--- RECORDS TO PROCESS Enclosed Below ---

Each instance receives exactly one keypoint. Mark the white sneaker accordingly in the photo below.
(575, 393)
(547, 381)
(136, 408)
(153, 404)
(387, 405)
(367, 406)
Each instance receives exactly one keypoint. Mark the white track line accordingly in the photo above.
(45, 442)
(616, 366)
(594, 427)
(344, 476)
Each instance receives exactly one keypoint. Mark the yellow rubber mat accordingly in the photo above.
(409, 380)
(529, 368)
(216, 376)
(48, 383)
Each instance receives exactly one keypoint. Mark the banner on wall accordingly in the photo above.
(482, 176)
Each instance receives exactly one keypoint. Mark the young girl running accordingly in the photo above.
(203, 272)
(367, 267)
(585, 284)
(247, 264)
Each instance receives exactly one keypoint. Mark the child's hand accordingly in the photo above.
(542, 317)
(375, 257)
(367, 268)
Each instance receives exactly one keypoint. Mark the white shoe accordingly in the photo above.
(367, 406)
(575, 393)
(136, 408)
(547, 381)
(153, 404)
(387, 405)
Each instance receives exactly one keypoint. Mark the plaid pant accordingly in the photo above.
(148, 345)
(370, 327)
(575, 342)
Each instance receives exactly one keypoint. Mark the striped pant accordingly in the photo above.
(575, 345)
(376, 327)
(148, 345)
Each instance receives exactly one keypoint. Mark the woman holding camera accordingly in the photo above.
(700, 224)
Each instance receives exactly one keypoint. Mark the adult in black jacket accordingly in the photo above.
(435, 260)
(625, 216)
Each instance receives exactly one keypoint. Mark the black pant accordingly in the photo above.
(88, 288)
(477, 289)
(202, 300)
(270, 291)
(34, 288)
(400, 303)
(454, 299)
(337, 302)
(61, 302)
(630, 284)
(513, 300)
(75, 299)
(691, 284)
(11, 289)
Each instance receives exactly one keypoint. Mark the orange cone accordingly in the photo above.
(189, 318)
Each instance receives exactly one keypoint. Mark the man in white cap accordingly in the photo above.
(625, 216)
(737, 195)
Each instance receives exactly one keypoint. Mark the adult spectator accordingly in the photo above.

--- End of Enclosed RECORDS TO PROCESS ---

**WORK TASK:** Output the data exactly, so that every line matches the original.

**TASK OUTPUT:**
Each instance receives exactly one keypoint. Mark the white sneaker accordingly in the photo below.
(575, 393)
(547, 381)
(136, 408)
(153, 404)
(387, 405)
(367, 406)
Each instance receives exactly one keypoint. Mark the white track line accordingly in the photo above.
(45, 442)
(616, 366)
(594, 427)
(344, 476)
Each instance receives exactly one keypoint. Mark the yellow rubber mat accordingly in the photo above.
(409, 380)
(529, 368)
(216, 376)
(48, 383)
Each instance receives exactly one keypoint. Mark the banner on wall accordingly in the photo above.
(482, 176)
Each instance receives exactly one keypoint. Mark the young girl running accordingly in the photo above.
(203, 272)
(367, 267)
(585, 284)
(247, 264)
Each instance receives exactly one keypoint. Mark the child's hand accordingly in the photo above.
(542, 317)
(375, 257)
(367, 268)
Each instance receives exactly one keypoint. Mark the white shoe accordingly in the photo above.
(367, 406)
(575, 393)
(136, 408)
(547, 381)
(153, 404)
(387, 405)
Each instance receives exactly one keypoint. Mark the plaid pant accordingly in the photo above.
(148, 345)
(370, 327)
(575, 342)
Each instance receives exactly one keypoint. Mark the striped pant accordingly in the photo above.
(575, 345)
(376, 327)
(148, 345)
Each instance receives exactly one keypoint. Mark the woman holding camera accordingly in the photo above.
(700, 224)
Each instance receives exactly one keypoint. Mark the adult in black jacket accordingly in the photo above.
(435, 260)
(625, 216)
Each instance receives exactly one keypoint. Mark the black pant accordingly in the photo above.
(88, 288)
(477, 289)
(202, 300)
(270, 291)
(34, 288)
(400, 303)
(454, 299)
(337, 302)
(61, 302)
(630, 284)
(513, 300)
(75, 299)
(691, 284)
(11, 289)
Each instance receives exactly one keypoint. Mark the orange cone accordingly in the photo above.
(189, 318)
Each instance receives exactly one keypoint. Mark the man in white cap accordingly in the photo above.
(625, 216)
(737, 195)
Each instance receives exactly one keypoint. Mark the adult spectator accordingly in the photo above.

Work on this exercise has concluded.